## DIRECTIVE
Find the line that contains "Practice step: pick out every instance of the background" and print it and every line after it, exactly, please.

Begin RECORDS SUPPLIED

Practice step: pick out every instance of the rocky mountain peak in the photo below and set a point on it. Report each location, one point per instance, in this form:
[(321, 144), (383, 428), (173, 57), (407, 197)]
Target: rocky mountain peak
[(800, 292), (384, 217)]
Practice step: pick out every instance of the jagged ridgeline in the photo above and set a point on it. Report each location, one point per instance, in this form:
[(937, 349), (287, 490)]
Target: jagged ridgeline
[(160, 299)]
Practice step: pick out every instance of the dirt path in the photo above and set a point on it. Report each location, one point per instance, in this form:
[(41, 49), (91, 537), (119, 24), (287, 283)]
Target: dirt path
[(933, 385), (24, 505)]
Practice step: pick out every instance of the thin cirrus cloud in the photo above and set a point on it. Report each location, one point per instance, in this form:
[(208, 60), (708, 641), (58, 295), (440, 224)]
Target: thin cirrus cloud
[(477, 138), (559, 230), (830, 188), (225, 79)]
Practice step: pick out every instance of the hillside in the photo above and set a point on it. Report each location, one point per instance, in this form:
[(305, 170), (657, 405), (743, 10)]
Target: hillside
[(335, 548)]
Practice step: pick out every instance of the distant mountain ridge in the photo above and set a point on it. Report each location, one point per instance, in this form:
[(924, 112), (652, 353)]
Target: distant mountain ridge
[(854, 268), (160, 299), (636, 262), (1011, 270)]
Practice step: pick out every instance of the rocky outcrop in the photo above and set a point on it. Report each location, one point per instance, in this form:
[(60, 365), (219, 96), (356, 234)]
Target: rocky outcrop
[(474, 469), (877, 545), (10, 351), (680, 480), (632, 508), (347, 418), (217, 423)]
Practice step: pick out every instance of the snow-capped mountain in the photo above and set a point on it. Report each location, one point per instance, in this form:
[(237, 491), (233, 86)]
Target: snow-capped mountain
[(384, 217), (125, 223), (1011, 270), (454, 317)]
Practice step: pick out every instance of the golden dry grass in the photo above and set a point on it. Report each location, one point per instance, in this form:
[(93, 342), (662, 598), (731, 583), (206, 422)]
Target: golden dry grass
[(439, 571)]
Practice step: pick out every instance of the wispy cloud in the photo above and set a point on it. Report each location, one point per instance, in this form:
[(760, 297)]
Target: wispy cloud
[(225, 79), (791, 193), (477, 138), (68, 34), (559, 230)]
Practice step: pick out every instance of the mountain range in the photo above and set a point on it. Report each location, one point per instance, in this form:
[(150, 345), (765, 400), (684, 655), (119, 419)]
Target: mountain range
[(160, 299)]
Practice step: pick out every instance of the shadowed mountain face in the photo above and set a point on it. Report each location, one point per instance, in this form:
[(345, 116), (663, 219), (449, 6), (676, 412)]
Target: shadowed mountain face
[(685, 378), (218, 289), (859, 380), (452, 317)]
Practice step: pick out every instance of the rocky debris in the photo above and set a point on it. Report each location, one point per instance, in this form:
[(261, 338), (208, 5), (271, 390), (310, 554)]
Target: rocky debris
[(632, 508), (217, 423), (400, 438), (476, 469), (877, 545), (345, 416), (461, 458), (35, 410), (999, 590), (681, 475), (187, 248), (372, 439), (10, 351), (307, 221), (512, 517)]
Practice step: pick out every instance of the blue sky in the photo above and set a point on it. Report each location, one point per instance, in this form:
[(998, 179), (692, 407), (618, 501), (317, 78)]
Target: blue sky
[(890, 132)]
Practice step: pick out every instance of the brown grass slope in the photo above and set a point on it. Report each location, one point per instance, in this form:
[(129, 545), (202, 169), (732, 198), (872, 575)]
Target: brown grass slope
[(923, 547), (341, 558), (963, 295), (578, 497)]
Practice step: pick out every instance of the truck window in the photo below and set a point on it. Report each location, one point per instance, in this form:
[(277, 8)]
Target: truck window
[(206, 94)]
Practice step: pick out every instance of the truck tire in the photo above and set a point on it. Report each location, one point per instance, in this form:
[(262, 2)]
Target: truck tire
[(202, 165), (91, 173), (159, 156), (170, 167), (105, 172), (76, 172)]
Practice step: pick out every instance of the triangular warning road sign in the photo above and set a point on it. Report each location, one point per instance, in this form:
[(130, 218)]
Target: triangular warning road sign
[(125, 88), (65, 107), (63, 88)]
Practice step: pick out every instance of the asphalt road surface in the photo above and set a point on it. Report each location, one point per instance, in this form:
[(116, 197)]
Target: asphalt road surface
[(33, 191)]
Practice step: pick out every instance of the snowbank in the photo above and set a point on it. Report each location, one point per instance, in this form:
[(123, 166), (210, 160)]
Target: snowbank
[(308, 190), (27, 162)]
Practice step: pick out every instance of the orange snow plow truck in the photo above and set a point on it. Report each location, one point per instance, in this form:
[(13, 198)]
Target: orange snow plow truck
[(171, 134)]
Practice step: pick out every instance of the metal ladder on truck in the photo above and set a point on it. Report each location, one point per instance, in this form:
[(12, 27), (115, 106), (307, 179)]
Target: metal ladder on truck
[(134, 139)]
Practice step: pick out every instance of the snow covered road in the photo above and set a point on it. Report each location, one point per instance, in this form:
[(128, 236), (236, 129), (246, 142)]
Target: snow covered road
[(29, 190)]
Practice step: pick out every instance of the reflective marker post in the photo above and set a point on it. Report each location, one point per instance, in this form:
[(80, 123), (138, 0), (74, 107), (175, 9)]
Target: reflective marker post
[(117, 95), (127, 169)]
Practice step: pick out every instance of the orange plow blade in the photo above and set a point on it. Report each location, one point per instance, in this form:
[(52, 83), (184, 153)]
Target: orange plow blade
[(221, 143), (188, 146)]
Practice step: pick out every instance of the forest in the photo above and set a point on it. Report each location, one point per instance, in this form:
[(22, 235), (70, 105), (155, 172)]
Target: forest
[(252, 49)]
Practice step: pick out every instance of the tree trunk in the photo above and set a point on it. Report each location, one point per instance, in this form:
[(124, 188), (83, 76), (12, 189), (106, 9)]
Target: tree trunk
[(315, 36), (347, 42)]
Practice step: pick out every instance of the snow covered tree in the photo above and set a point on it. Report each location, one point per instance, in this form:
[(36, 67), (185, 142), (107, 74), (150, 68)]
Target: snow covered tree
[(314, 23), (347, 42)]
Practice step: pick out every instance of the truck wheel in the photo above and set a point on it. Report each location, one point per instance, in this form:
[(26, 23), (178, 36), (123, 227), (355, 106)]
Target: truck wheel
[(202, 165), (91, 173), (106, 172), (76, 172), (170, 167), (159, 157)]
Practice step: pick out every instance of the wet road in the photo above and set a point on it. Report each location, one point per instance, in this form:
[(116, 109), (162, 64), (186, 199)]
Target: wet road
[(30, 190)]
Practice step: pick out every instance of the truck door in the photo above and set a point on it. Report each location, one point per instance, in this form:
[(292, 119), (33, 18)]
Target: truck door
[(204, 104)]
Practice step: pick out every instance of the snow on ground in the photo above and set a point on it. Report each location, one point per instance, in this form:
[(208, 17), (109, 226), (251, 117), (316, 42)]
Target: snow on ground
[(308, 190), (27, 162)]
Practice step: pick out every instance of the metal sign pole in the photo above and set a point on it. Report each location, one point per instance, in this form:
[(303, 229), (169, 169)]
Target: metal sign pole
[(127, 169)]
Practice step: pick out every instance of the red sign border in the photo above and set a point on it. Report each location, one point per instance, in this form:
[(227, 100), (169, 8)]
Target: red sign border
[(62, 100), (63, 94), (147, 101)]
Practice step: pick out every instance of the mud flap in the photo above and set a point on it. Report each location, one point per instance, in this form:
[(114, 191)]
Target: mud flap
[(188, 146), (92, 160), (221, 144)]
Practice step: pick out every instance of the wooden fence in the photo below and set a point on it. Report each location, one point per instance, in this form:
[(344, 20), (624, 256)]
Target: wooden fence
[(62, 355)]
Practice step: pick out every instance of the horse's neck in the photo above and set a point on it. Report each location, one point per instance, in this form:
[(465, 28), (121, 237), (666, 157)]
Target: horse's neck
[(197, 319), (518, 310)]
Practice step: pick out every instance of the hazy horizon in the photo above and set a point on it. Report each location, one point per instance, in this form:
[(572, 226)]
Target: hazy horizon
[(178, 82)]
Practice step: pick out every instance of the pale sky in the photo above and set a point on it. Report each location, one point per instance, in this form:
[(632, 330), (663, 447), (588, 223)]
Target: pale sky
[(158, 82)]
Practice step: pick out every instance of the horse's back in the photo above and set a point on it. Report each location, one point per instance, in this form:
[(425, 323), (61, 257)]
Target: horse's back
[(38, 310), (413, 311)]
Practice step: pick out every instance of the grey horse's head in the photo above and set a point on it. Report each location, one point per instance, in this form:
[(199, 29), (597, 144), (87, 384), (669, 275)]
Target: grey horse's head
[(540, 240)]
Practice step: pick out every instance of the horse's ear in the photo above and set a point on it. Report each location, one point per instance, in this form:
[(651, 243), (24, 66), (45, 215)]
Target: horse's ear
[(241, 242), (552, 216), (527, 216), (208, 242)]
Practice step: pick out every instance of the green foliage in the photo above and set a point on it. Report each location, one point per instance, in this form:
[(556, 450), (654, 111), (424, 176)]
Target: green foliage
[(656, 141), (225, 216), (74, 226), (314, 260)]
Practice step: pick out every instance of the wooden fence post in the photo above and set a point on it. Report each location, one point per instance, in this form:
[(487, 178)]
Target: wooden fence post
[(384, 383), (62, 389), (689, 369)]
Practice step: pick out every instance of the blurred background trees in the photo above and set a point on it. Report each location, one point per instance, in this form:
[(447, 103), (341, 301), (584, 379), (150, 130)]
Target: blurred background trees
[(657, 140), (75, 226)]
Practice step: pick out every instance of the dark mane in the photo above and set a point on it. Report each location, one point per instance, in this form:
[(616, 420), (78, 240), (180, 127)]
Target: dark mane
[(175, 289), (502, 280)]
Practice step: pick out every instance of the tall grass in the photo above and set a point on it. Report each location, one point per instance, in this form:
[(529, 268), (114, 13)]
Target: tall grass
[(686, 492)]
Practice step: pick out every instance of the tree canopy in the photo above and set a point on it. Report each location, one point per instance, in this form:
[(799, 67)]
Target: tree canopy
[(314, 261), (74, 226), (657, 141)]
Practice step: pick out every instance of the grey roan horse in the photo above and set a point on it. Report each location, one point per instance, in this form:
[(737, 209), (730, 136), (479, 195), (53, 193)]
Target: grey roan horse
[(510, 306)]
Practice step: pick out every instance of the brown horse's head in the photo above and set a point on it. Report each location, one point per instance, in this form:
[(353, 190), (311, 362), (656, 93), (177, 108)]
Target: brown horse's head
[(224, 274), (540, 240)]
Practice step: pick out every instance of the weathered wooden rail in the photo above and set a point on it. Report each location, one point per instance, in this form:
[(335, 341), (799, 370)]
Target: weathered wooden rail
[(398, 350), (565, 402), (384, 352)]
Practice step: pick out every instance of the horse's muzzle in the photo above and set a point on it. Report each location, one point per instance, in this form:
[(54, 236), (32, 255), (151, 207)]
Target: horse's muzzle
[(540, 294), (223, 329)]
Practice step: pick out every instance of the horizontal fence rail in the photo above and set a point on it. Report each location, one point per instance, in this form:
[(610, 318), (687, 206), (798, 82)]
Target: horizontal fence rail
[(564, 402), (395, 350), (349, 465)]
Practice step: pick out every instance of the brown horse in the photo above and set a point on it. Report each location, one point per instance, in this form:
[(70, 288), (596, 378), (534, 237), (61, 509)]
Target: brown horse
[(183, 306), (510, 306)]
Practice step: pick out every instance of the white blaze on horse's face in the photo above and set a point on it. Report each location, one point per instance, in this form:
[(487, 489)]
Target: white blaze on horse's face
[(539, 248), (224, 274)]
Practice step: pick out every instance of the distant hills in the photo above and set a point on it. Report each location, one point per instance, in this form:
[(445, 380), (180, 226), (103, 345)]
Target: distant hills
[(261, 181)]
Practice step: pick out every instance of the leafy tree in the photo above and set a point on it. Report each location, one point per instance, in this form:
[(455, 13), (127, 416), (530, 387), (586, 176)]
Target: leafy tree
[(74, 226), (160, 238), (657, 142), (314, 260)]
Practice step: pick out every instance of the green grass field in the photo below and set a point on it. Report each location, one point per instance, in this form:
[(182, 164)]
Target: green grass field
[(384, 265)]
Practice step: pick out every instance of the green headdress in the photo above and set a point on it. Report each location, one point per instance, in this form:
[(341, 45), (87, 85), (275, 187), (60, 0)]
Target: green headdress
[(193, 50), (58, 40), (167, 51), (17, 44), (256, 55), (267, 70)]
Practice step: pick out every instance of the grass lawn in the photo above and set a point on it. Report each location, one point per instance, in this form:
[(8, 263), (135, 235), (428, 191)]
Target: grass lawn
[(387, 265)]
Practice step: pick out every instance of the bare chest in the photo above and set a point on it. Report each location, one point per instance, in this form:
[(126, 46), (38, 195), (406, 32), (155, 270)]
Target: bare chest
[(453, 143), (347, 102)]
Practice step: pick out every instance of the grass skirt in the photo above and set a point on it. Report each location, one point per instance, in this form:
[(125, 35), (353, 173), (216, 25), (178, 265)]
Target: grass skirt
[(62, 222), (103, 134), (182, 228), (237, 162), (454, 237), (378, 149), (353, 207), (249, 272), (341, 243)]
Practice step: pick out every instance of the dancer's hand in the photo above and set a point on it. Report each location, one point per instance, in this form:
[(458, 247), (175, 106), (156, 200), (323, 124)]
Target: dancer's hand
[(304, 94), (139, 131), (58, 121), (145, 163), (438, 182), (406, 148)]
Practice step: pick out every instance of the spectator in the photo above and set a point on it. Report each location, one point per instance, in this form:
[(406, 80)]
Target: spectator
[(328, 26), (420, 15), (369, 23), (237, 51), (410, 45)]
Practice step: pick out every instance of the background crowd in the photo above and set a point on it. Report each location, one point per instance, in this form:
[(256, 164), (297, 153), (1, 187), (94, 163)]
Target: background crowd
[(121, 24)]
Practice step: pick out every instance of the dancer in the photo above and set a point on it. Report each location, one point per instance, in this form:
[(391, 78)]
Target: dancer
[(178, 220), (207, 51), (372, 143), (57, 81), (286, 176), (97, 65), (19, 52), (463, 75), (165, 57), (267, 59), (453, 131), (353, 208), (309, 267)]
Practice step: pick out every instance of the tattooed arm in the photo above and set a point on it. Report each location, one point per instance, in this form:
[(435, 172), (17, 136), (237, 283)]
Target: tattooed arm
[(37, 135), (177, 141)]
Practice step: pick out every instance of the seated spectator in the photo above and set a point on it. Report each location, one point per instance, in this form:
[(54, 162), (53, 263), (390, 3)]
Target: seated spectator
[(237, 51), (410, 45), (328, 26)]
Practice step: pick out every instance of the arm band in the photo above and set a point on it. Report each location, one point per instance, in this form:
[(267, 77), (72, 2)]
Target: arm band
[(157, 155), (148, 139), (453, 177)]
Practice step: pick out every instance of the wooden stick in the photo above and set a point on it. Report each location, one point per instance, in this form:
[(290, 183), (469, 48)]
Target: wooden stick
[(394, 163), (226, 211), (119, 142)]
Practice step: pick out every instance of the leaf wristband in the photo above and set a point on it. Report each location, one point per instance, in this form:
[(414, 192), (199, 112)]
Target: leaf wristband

End RECORDS SUPPLIED

## SOLUTION TO THE PROBLEM
Practice step: pick out every instance of the background crowd in the photo above and set a point on it. Report each location, one point per instance, in this form:
[(256, 164), (297, 153), (1, 187), (94, 163)]
Target: background crowd
[(121, 24)]
Practice step: pick out every instance of the dancer in the photo above and set a point on it. Report each location, one point per instance, in this form:
[(391, 78)]
Target: dancer
[(178, 220), (207, 51), (372, 143), (57, 81), (286, 176), (97, 65), (19, 52), (463, 75), (165, 57), (267, 59), (453, 131), (353, 208), (309, 267)]
Practice step: pick out every instance of the tattooed arm in the photo above and set a point on it. Report each location, one point per instance, in this form:
[(435, 172), (17, 136), (237, 283)]
Target: tattooed arm
[(37, 135), (177, 141)]
Practice step: pick out every instance of the seated spectator in the photo above and set a point on it. Report each location, one point per instance, in this form:
[(54, 162), (53, 263), (390, 3)]
Target: seated spectator
[(237, 51), (410, 45), (328, 26)]
Practice step: pick out every instance of the arm band in the photo above and set a point on it. Report each location, one point per instance, in this form:
[(267, 77), (72, 2)]
Target: arm band
[(157, 155), (148, 139), (453, 177)]
Practice step: pick out every instance of the wooden stick in the photo above and set a point on it. Report each location, one point per instance, in this form:
[(290, 183), (469, 48)]
Target: wooden stick
[(394, 163), (226, 211), (119, 142)]
Practice step: pick out every instance of the leaf wristband in the photo above and set a point on it. Report each location, one point per instance, in this form:
[(414, 192), (199, 112)]
Target: leaf wristband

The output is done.